> **WHAT TO DO**
Print only the lines from the one with "If you could pin the wood" through the end of the data, exactly, and please omit pictures.

Dataset entries:
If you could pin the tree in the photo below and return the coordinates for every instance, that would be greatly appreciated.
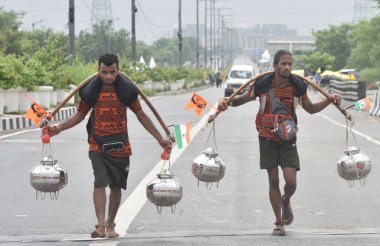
(9, 34)
(336, 41)
(315, 60)
(100, 40)
(366, 52)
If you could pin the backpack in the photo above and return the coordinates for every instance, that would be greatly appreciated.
(127, 92)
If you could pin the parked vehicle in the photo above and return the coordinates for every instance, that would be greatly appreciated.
(238, 75)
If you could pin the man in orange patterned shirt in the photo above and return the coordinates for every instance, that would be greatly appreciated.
(108, 95)
(274, 152)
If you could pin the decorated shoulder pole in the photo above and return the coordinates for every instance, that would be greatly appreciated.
(326, 94)
(347, 115)
(145, 98)
(47, 119)
(212, 117)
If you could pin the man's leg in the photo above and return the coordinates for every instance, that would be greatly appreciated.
(114, 203)
(275, 199)
(99, 196)
(290, 176)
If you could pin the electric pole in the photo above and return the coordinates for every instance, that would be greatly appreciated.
(205, 33)
(197, 33)
(71, 28)
(133, 38)
(180, 32)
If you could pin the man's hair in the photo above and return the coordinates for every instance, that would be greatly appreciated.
(278, 55)
(108, 59)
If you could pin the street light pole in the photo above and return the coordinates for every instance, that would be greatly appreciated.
(197, 33)
(133, 38)
(180, 32)
(205, 33)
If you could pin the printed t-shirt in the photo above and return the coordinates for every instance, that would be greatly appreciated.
(110, 117)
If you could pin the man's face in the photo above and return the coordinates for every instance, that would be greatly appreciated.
(108, 74)
(284, 66)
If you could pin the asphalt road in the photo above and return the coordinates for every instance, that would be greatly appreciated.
(237, 212)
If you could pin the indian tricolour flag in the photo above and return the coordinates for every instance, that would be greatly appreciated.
(362, 104)
(182, 134)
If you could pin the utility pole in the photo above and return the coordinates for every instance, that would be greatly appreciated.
(205, 33)
(197, 33)
(133, 38)
(180, 32)
(72, 28)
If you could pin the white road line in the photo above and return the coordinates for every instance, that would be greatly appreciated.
(136, 200)
(368, 138)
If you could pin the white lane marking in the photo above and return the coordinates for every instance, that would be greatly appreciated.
(136, 200)
(368, 138)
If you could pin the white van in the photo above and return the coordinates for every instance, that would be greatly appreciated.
(238, 75)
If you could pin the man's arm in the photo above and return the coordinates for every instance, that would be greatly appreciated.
(151, 128)
(70, 122)
(247, 96)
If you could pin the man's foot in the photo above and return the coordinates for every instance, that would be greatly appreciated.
(110, 230)
(98, 232)
(279, 230)
(287, 214)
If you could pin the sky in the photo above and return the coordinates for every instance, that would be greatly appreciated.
(156, 18)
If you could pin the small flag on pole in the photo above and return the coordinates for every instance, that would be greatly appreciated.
(198, 103)
(362, 104)
(182, 134)
(36, 113)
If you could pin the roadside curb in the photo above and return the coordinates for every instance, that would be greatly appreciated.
(14, 122)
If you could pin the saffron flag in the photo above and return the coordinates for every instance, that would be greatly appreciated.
(182, 134)
(36, 113)
(362, 104)
(198, 103)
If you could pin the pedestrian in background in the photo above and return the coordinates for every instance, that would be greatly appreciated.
(109, 95)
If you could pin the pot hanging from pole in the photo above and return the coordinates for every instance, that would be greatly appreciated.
(48, 177)
(354, 165)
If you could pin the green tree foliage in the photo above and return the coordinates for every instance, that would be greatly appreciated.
(13, 73)
(102, 38)
(336, 41)
(9, 35)
(366, 52)
(314, 61)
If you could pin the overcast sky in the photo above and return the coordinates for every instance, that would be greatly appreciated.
(157, 17)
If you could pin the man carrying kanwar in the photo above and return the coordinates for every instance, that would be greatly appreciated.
(276, 122)
(109, 95)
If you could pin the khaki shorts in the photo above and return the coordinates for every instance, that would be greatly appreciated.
(278, 153)
(109, 170)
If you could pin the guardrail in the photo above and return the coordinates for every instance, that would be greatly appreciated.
(13, 122)
(375, 108)
(349, 90)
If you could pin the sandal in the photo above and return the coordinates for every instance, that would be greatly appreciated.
(96, 233)
(110, 230)
(287, 214)
(279, 230)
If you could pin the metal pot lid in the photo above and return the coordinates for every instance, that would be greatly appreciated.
(210, 152)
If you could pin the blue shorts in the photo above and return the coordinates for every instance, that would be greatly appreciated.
(278, 153)
(109, 171)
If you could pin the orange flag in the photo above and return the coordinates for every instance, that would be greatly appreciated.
(198, 103)
(36, 113)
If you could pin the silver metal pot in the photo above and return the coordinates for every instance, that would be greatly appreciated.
(48, 177)
(354, 165)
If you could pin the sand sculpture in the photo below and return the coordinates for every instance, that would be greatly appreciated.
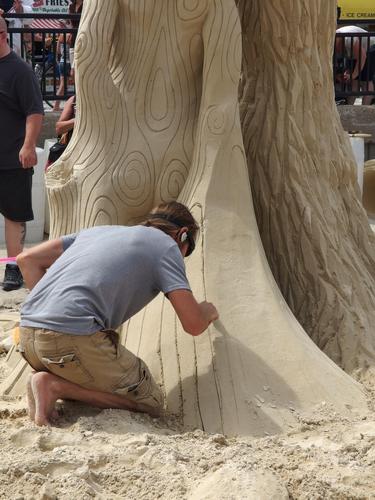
(303, 178)
(159, 119)
(369, 188)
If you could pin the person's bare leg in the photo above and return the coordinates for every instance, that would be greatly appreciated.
(60, 91)
(15, 233)
(30, 397)
(48, 388)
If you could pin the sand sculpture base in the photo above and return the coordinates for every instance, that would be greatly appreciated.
(255, 369)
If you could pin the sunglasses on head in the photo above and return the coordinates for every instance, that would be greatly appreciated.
(189, 235)
(191, 242)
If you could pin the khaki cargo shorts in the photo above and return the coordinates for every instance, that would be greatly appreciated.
(98, 362)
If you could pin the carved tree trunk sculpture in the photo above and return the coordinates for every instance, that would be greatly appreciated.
(313, 227)
(159, 118)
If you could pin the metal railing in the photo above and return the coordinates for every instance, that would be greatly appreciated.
(39, 47)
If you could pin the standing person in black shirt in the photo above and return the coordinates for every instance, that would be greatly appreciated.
(21, 111)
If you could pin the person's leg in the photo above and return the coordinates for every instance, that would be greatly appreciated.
(59, 91)
(47, 388)
(15, 233)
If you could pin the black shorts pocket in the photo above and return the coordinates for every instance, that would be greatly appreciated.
(67, 366)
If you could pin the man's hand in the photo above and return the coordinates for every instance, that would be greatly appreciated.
(34, 262)
(209, 311)
(28, 156)
(194, 317)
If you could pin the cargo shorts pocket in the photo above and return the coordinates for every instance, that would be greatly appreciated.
(146, 391)
(67, 366)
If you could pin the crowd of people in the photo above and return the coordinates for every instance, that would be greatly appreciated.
(22, 110)
(354, 63)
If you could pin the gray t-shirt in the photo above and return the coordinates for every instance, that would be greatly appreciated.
(20, 97)
(105, 275)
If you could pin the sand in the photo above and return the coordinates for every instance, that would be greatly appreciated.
(116, 454)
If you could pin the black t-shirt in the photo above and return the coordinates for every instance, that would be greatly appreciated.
(6, 5)
(20, 97)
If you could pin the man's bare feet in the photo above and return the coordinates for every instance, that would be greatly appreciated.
(42, 385)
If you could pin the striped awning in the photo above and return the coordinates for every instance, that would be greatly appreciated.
(47, 23)
(42, 23)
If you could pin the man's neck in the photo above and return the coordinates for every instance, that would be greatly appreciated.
(4, 51)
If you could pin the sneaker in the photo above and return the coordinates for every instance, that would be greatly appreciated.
(12, 278)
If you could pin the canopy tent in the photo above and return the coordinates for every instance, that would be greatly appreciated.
(357, 9)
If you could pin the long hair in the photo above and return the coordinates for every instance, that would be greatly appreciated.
(170, 216)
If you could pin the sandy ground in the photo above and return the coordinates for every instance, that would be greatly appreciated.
(114, 454)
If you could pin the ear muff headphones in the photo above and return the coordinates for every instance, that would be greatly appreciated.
(186, 235)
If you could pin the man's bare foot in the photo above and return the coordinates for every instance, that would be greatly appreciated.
(30, 397)
(42, 385)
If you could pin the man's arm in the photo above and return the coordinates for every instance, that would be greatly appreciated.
(27, 155)
(35, 261)
(66, 122)
(195, 317)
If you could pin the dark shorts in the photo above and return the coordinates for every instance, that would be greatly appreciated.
(64, 70)
(15, 194)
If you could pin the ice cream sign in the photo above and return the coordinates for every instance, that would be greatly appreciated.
(51, 6)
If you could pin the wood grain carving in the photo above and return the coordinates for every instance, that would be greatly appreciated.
(159, 120)
(313, 227)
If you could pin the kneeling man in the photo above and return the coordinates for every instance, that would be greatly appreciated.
(84, 286)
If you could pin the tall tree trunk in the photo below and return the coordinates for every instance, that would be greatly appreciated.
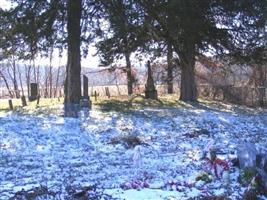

> **SOLUTION TO THIS EXERCISE**
If you could pin the wood grain carving in the photo above and return the coordinates for every instance, that would be greatly appreciated.
(159, 120)
(313, 227)
If you could pin the kneeling man in the photo above and return the coordinates for every instance, that would be greatly appreciated.
(84, 286)
If you could pin the tall tree trunk in the photo below and return the coordinates for every instance, that would be greatly appreciated.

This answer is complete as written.